Exercise directions: All of the entries need to be set down exactly as they read.

#####

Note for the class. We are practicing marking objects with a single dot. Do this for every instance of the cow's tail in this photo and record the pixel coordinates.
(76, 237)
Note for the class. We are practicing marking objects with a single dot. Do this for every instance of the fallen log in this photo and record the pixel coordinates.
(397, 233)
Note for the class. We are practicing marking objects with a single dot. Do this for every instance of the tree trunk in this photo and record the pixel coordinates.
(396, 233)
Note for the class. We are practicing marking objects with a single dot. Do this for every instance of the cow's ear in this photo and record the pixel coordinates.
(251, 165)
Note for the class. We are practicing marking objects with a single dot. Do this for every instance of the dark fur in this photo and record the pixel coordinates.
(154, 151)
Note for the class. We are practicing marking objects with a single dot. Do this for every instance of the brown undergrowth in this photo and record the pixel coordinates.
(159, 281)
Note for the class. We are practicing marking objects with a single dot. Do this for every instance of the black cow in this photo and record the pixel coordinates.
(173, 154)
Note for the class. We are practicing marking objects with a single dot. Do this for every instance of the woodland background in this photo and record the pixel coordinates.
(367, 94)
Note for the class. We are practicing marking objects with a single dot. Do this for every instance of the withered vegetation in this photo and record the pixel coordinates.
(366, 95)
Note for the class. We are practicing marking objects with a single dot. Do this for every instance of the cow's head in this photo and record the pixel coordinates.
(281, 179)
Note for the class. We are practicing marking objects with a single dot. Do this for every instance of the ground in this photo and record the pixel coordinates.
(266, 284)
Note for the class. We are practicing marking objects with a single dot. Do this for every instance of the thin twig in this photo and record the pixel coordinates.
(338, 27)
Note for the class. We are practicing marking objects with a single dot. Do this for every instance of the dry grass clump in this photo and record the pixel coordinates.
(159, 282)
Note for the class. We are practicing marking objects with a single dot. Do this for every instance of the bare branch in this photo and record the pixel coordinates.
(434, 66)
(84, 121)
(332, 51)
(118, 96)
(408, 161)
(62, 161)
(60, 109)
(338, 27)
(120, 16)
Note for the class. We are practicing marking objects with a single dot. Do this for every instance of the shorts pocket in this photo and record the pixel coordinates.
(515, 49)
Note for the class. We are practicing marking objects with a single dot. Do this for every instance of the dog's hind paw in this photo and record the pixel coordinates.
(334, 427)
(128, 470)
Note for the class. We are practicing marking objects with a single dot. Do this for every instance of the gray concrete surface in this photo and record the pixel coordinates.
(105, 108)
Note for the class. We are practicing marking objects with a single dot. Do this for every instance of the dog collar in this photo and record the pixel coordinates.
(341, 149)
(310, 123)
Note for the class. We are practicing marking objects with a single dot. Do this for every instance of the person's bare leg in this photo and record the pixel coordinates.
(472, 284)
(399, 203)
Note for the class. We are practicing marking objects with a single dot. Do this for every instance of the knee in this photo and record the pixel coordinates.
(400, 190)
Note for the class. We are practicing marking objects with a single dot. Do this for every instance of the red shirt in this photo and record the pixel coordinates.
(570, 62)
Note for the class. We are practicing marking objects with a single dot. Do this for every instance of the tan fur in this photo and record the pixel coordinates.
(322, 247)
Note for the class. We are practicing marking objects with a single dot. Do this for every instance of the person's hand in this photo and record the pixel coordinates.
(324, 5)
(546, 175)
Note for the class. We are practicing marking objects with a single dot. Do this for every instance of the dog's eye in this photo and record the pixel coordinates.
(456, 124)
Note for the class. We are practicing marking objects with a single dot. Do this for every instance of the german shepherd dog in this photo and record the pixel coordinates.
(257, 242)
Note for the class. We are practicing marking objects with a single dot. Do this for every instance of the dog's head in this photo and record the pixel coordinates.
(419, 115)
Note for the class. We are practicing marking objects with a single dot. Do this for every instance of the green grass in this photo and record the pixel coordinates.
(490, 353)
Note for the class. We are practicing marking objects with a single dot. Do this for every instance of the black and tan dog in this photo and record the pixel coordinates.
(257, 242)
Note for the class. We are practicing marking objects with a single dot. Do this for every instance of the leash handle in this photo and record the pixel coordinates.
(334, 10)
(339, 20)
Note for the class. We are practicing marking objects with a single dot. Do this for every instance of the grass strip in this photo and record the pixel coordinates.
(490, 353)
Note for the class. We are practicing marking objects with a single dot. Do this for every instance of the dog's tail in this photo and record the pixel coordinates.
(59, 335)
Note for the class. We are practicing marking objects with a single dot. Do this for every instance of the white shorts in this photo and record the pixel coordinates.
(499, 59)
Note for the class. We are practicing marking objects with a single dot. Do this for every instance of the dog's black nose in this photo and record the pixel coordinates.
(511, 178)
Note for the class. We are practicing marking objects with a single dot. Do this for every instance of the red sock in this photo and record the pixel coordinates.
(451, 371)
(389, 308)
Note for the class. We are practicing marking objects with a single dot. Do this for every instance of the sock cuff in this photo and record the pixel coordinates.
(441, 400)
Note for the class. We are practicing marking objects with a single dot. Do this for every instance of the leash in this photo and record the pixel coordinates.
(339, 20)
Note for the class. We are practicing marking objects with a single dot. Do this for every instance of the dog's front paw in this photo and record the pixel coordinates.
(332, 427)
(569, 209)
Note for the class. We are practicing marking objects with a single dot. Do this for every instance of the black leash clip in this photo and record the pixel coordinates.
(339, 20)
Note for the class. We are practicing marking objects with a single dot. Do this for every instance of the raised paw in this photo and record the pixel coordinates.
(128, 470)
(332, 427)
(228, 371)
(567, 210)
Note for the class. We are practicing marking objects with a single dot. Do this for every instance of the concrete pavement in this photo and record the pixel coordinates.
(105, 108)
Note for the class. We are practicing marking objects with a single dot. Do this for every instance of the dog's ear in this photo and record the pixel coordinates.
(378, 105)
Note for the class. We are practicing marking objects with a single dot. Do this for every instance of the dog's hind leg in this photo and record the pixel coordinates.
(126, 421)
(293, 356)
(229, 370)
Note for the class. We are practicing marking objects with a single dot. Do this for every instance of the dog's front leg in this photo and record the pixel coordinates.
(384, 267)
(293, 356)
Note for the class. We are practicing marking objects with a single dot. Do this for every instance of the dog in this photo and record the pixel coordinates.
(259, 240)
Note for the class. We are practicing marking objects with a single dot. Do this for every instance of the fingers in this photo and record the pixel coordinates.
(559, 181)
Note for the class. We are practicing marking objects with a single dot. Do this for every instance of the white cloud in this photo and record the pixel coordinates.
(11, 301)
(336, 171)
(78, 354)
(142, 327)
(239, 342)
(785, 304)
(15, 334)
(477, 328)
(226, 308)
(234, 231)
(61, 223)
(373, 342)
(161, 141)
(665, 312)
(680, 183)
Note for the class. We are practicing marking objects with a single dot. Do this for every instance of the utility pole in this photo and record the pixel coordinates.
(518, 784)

#####

Solution for this exercise:
Note for the class. We are practicing marking objects with a single dot. Do this for every instance of the cow's tail in this photo and record the pixel coordinates.
(76, 237)
Note for the class. We are practicing marking objects with a single dot. Do this for every instance of the fallen log in this photo and record the pixel coordinates.
(397, 233)
Note for the class. We are practicing marking objects with a single dot. Do this for every instance of the tree trunk in this photo and record the pixel coordinates.
(396, 233)
Note for the class. We are practicing marking objects with a single dot. Do this for every instance of the cow's ear in this photo and record the pixel coordinates.
(251, 165)
Note for the class. We are practicing marking objects with a single dot. Do this for every instance of the dark fur in this photo and record the pixel coordinates.
(154, 151)
Note for the class. We are practicing marking objects with a single dot. Do this for every instance of the brown undergrowth in this photo and record the pixel coordinates.
(159, 281)
Note for the class. We are practicing marking objects with a single dot. Do this for every instance of the black cow in this photo and record the pixel coordinates.
(173, 154)
Note for the class. We are practicing marking objects with a single dot. Do this for every instance of the woodland background in this photo and record the pixel coordinates.
(367, 94)
Note for the class. We are practicing marking objects with a single dot. Do this for every instance of the withered vegetation in this photo and record the pixel coordinates.
(366, 95)
Note for the class. We are practicing marking objects with a single dot. Do this for every instance of the cow's head in this photo and record the pixel coordinates.
(281, 179)
Note for the class. We are practicing marking objects with a single dot. Do this for every instance of the ground in this photo and record the pixel coordinates.
(266, 284)
Note for the class. We are practicing marking objects with a single dot. Do this for every instance of the thin twig in this photo and record the pixel coordinates.
(338, 27)
Note for the class. We are practicing marking objects with a single dot. Do this for every instance of the dry grass clump in this photo and record the pixel coordinates.
(159, 282)
Note for the class. We are practicing marking objects with a single dot. Do this for every instance of the bare branch in this photo and record the pixel coordinates.
(434, 66)
(84, 121)
(332, 51)
(118, 96)
(408, 161)
(62, 161)
(60, 109)
(338, 27)
(120, 16)
Note for the class. We are practicing marking objects with a single dot. Do this for every instance of the shorts pocket in this photo and record the pixel coordinates.
(515, 49)
Note for the class. We are practicing marking objects with a single dot. Do this for every instance of the dog's hind paw in this photo and record the pixel coordinates.
(334, 427)
(128, 470)
Note for the class. We are practicing marking objects with a single dot. Do this for every instance of the gray concrete surface in this photo and record the pixel coordinates.
(105, 108)
Note for the class. We are practicing marking objects with a single dot. Do this for every instance of the dog collar in this photo and record the pixel coordinates.
(341, 149)
(310, 123)
Note for the class. We are practicing marking objects with a single dot. Do this for every instance of the person's bare leg in this photo and record the pixel coordinates.
(472, 284)
(399, 203)
Note for the class. We are practicing marking objects with a single dot. Do this for every instance of the knee in this photo and record the pixel coordinates.
(400, 190)
Note for the class. We are practicing marking objects with a single dot. Do this for every instance of the red shirt in this photo and record the pixel coordinates.
(570, 62)
Note for the class. We are practicing marking objects with a single dot. Do this for every instance of the tan fur in this photo and record the pixel coordinates.
(322, 247)
Note for the class. We are practicing marking objects with a single dot. Do this for every instance of the person's hand in this photo and record the pixel coordinates.
(324, 5)
(546, 175)
Note for the class. We are practicing marking objects with a single dot. Do this for every instance of the dog's eye in this photo and record the pixel coordinates.
(456, 124)
Note for the class. We are practicing marking objects with a single dot. Do this for every instance of the german shepherd dog in this photo and record the pixel coordinates.
(257, 242)
Note for the class. We are practicing marking objects with a single dot. Do this for every instance of the dog's head in this photo and record the pixel coordinates.
(419, 115)
Note for the class. We are practicing marking objects with a single dot. Do this for every instance of the green grass in this photo and record the pixel coordinates.
(490, 353)
Note for the class. We are practicing marking objects with a single dot. Do this for every instance of the black and tan dog in this photo and record the pixel coordinates.
(257, 242)
Note for the class. We are practicing marking objects with a single dot. Do this for every instance of the leash handle in this photo and record the pixel coordinates.
(334, 10)
(339, 20)
Note for the class. We are practicing marking objects with a single dot. Do this for every instance of the grass strip in this photo and record the pixel coordinates.
(490, 353)
Note for the class. We are practicing marking objects with a single dot. Do this for every instance of the dog's tail in this photo and record the pixel coordinates.
(59, 335)
Note for the class. We are practicing marking objects with a single dot. Do this for every instance of the white shorts in this photo and record the pixel coordinates.
(499, 59)
Note for the class. We are practicing marking objects with a single dot. Do this for every instance of the dog's black nose in this photo and record the pixel coordinates.
(511, 178)
Note for the class. We are practicing marking objects with a single dot. Do this for every instance of the red sock in this photo and record the pixel coordinates.
(451, 371)
(389, 308)
Note for the class. We are practicing marking objects with a single dot. Do this for every instance of the sock cuff in this photo and record the pixel coordinates.
(441, 400)
Note for the class. We are practicing marking objects with a single dot. Do this for every instance of the leash in this photo and record the pixel coordinates.
(339, 20)
Note for the class. We are practicing marking objects with a single dot. Do this for every instance of the dog's front paw in this photo and record the pixel coordinates.
(332, 427)
(569, 209)
Note for the class. We are practicing marking objects with a single dot. Do this for every instance of the black leash clip in this photo and record the pixel coordinates.
(339, 20)
Note for the class. We are practicing marking objects with a single dot. Do this for every instance of the raised paw in this photo and record the pixel coordinates.
(128, 470)
(332, 427)
(228, 371)
(567, 210)
Note for the class. We are practicing marking objects with a single dot. Do this for every instance of the concrete pavement in this photo and record the pixel coordinates.
(105, 108)
Note for the class. We are practicing marking objects with a single dot. Do this for every instance of the dog's ear in this photo and record the pixel coordinates.
(378, 105)
Note for the class. We are practicing marking objects with a single dot. Do this for every instance of the dog's hind leg in this photo and record the pixel coordinates.
(126, 421)
(293, 356)
(229, 370)
Note for the class. We are practicing marking objects with a single dot. Do this for every instance of the dog's front leg in this photo and record the pixel coordinates.
(384, 267)
(293, 356)
Note for the class. We are practicing marking objects with a single dot. Do this for every instance of the dog in this photo and record the pixel coordinates.
(259, 240)
Note for the class. We are practicing marking objects with a single dot. Do this for every instance of the fingers in this photo and record the pixel coordinates.
(559, 181)
Note for the class. We are practicing marking objects with a single dot. Do this for every instance of the white cloud in this photo and record the pixel coordinates.
(11, 301)
(336, 171)
(78, 354)
(142, 327)
(239, 342)
(785, 304)
(15, 334)
(477, 328)
(226, 308)
(234, 231)
(61, 223)
(373, 342)
(161, 141)
(665, 312)
(680, 183)
Note for the class. We are practicing marking objects with a single dot. Do this for every instance of the utility pole in this photo and record the pixel coordinates.
(518, 784)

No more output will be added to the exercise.